Hayv Kahraman

interviewed by Amin Alsaden
Articles / Interview • 13.09.2023

Hayv Kahraman (b.1981) FIG.1 is a multidisciplinary artist based in Los Angeles. Her experience as a refugee growing up in Sweden, where her family sought asylum after fleeing Baghdad following the 1991 Gulf War, continues to inform her practice. She is primarily known for her immaculately crafted paintings, often autobiographical in the multitude of themes the canvases explore. In addition to probing the realities of diasporic communities, especially racialised immigrants living in the West, Kahraman explores questions of alterity and the othering of minoritised or subaltern groups; constructions of gender identities; the gaze and body politics; and the ravages of colonialism. Her paintings are replete with representations of women engaged in a variety of actions FIG.2; these figures are not necessarily self-portraits, but they do speak to Kahraman’s lived experiences and convey the possibility of a feminist collective resistance within oppressive societies.

Beyond its distinctive features, Kahraman’s work continues to evolve as she conducts research and shares her findings in unique but typically interconnected series, while adding to a growing repertoire of techniques. She is preparing for her largest solo exhibition to date, to be presented at the Institute of Contemporary Art San Francisco (ICA SF) from 16th January to 21st April 2024. In addition to her interest in human anatomy, Kahraman has a newfound fascination with botany, particularly how European colonial classifications have trampled over native knowledge in the non-West, and led to a perverse extractive relationship with plants, and natural habitats more broadly. In this conversation, Kahraman speaks to Amin Alsaden about her current preoccupations, particularly her experiments in marbling – the fluidity and unpredictability of which are replacing a previous focus on geometry and abstract patterns.

Amin Alsaden (AA): During our last studio visit, you mentioned a new obsession, how you have been marbling everything around you. You were also doing research about a historical figure, a Swedish botanist, and this somehow led you to this technique?

**EXERCISE DATA:**
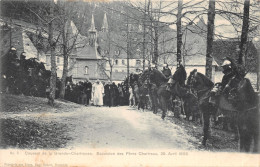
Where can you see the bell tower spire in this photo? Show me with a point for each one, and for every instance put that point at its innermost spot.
(105, 24)
(92, 32)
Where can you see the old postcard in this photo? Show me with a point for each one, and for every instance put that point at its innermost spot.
(129, 83)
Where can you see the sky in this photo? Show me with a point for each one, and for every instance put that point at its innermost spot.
(223, 27)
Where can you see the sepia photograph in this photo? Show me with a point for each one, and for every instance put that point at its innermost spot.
(129, 83)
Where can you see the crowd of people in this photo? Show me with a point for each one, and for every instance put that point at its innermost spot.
(98, 93)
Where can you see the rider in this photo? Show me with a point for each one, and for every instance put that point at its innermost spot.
(231, 71)
(166, 71)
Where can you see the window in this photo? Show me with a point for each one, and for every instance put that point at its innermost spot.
(58, 60)
(117, 52)
(48, 60)
(138, 62)
(86, 69)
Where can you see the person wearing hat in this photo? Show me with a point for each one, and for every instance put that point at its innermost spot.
(98, 91)
(166, 71)
(228, 71)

**ASSIGNMENT:** Carry on the interview with Hayv Kahraman, starting right after Amin Alsaden's question about marbling and the Swedish botanist.

**WRITTEN ANSWER:**
Hayv Kahraman (HK): Yes, the discoveries and alignments happened in a serendipitous way, which is how my work in general jumps from series to series. I was following some Turkish marbling artisans on Instagram and was completely mesmerised by the process. Around the same time I had come across an article about Carl Linnaeus, the eighteenth-century Swedish botanist, who was the father of binomial nomenclature and the sexual classification of plants among other things. What struck me the most was remembering how my schooling in Sweden idealised this man, completely erasing the colonial and gender hierarchical implications propagated by his contributions. I live ten minutes from the Huntington Library and as they carry many of his rare books, I went to have a look. When I opened the first page of Hortus Cliffortianus (1737) I found a marbled frontispiece­; that was the ‘aha’ moment. I immediately returned to my studio and began a deep dive into marbling techniques, as well as Linnaeus and colonial botany at large.

AA: What did you learn? Why did this technique resonate with you on a personal level?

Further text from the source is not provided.